* **DATA**:
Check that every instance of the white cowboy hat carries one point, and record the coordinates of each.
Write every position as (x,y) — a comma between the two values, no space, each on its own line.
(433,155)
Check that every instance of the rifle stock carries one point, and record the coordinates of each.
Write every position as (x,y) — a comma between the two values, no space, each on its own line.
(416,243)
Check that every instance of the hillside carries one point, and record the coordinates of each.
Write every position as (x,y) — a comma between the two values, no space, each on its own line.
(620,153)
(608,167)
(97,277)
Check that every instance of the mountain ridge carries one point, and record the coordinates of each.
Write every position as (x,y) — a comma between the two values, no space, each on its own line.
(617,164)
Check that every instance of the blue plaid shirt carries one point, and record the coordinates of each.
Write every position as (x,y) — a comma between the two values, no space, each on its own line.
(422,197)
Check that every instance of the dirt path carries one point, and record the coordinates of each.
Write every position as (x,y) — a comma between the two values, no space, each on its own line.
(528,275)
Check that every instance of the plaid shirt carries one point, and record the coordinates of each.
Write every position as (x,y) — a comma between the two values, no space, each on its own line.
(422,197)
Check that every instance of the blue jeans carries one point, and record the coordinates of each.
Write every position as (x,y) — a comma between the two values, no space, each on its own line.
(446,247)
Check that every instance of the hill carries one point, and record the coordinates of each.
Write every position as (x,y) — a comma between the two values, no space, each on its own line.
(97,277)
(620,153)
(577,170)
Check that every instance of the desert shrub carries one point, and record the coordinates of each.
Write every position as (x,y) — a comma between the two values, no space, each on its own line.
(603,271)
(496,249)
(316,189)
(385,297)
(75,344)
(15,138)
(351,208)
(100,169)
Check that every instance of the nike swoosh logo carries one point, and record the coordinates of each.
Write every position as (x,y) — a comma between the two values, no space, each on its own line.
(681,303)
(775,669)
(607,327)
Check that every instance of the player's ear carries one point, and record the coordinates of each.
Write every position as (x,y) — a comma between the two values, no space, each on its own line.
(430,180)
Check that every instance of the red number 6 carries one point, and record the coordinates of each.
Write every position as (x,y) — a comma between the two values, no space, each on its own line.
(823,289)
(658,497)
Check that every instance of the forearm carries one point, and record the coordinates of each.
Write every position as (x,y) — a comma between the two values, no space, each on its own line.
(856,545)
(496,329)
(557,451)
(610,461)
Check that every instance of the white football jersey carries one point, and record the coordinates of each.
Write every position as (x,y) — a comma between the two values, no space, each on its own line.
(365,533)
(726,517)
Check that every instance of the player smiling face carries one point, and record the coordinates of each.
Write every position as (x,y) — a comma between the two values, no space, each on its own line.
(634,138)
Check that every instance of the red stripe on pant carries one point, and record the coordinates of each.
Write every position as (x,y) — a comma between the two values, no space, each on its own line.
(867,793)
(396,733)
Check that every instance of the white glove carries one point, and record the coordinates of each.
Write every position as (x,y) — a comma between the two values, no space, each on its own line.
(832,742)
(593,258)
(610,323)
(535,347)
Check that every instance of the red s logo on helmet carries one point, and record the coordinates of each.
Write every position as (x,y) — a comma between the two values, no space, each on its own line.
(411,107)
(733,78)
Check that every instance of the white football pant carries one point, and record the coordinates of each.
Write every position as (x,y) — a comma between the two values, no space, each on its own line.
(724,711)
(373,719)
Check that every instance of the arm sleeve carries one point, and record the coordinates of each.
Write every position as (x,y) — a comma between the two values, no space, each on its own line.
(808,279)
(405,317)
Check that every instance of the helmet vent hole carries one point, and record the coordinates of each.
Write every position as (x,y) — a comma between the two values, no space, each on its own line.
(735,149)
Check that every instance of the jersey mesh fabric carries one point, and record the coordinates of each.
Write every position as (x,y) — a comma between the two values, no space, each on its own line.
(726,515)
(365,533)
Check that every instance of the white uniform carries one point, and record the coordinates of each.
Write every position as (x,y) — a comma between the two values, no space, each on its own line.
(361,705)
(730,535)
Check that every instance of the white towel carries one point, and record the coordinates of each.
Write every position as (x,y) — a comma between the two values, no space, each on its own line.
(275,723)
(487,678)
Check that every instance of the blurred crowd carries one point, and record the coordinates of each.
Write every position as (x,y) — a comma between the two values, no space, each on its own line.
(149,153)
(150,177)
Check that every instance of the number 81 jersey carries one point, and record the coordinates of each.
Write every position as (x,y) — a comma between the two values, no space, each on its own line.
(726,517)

* **REQUEST**:
Arrange all of the material above as a two-column CSV with the header row instruction,points, giving one row to each instruction text and the coordinates that follow it. Put each value in its own quoted field, with line breaks replaced by spaces.

* **EXERCISE OUTPUT**:
instruction,points
"Check that every instance of the white cowboy hat carries one point, and record the coordinates of each. Write every position as (x,y) — a comma between the two values, no space, each on its own line.","(433,155)"
"Check that every instance of the rifle stock carries one point, and record the coordinates of each. Write every position as (x,y) — a comma between the two values, no space, each on its own line.","(416,243)"
"Check that every instance of the hillside carries one point, and record the coordinates of each. Write every position as (x,y) — a comma between the two values, no space, each on its own line.","(620,153) (608,167) (97,277)"
"Check that every instance of the mountain ridge carries one point, and record the coordinates of each. Write every position as (x,y) — a comma between the two values, no space, each on its own line.","(617,164)"
"Check that every instance of the blue plaid shirt carries one point, and record the coordinates of each. Write every position as (x,y) — a comma between the two values, no space, each on its own line.","(422,197)"
"Check that every instance of the dirt path carries one point, and record the coordinates of each. Write every position as (x,y) — a comma between the two values, no space, each on its own line.","(528,275)"
"Check that every instance of the plaid shirt carries one point, and record the coordinates of each. Write every position as (x,y) — a comma between the two values, no space, each on its own line.","(422,197)"
"Check that every instance of the blue jeans carries one point, and record the coordinates of each. Write every position as (x,y) — a comma between the two values, no space, each on its own line.","(446,247)"
"Check that every instance of the hill carries one point, and record the coordinates of each. Write every position as (x,y) — a comma between the two values, no space, each on its own line.","(97,277) (620,153) (577,170)"
"Check that every instance of the desert shrub carries one point, and record the coordinates of each. Write every position as (x,y) — a comma between the two values, no space, each on its own line.","(603,271) (496,249) (316,189) (385,297) (75,344) (15,138) (351,208) (100,169)"
"Check that every instance of the nike swoosh logo carries one point, and record the coordinates of each. Write every position as (x,y) — a comma between the two values, no space, each on its own line.","(681,303) (775,669) (607,327)"
"Check that every instance of the player's ear carries one point, and record the coordinates of each. Write every position as (x,y) — a comma between the two values, no space, each on its own line.","(430,180)"
"Check that every instance of the red number 6 carries one point, and record the coordinates of each. Write every position as (x,y) — a comma between the two values, no space, each on its own line.","(823,289) (658,497)"
"Check that every instance of the forearm carries one point, and record the coordinates of each. Write every position as (x,y) — a comma between the two values, no space, each on its own line.","(856,545) (496,329) (557,451) (610,461)"
"Check that every instance of the white football jersey carries one point, and record the coordinates of each. Write every position as (x,y) — a comma between the two values, no space, each on its own line.","(365,533) (726,517)"
"Check that every instance of the player smiling face carries one point, and record the coordinates of each. Write every position as (x,y) — a comma between the two values, no space, each on its own line.","(634,138)"
"Check that every instance of the red stripe on pant carries one point, and record the coordinates of each. Write every position as (x,y) — a comma between the two values, no space, each on its own line.","(867,793) (396,733)"
"Check that every instance of the white glove carries one point, and record the coordinates of each. Write every position as (x,y) — a comma between the two values, no space, each on its own line.","(832,742) (593,258) (610,323) (535,347)"
"Check that every instance of the red s logo on helmet carries one point, and record the coordinates of each. Write every position as (x,y) — a comma between the two values, no space, each on its own line.","(411,107) (733,78)"
"Check that every instance of the white football pant carries one point, and record the coordinates of each. Write every position as (x,y) — a comma between the two values, no space, each on its own line.","(724,711) (373,719)"
"Check that every instance of the arm sleeve carries one point, and record the coordinates of each. Write every position as (x,y) — a comma between the two values, no space, each on its own line.","(808,279) (405,317)"
"Check that every instance of the helmet vent hole carries one point, and record the coordinates of each. Write every position as (x,y) — a comma between the two values, no space, each on its own line.","(735,149)"
"Check that every instance of the jersey mesh fabric carries one point, and record the coordinates of each. Write every position as (x,y) — a comma between the two values, no space, each on its own line.","(726,515) (365,533)"
"Check that every instance of the white uniform carries one point, and record the coordinates of each. Write every position as (x,y) — a comma between the two values, no space, each on its own line.","(361,705) (730,535)"
"Check that every instance of the white towel carries one point, and record the coordinates of each. Write every position as (x,y) — a comma between the two values, no space, each on its own line.","(275,723) (487,678)"
"Check that every instance of the blurred crowd carries one point, and record the coordinates of each. Write every position as (x,y) — a comma between the two values, no space, each on its own line.","(149,153) (150,177)"
"Check that every instance of the number 81 jersey carries one point, and record the coordinates of each. Write every position as (x,y) — a comma between the two values, no space, each on its own line.","(726,517)"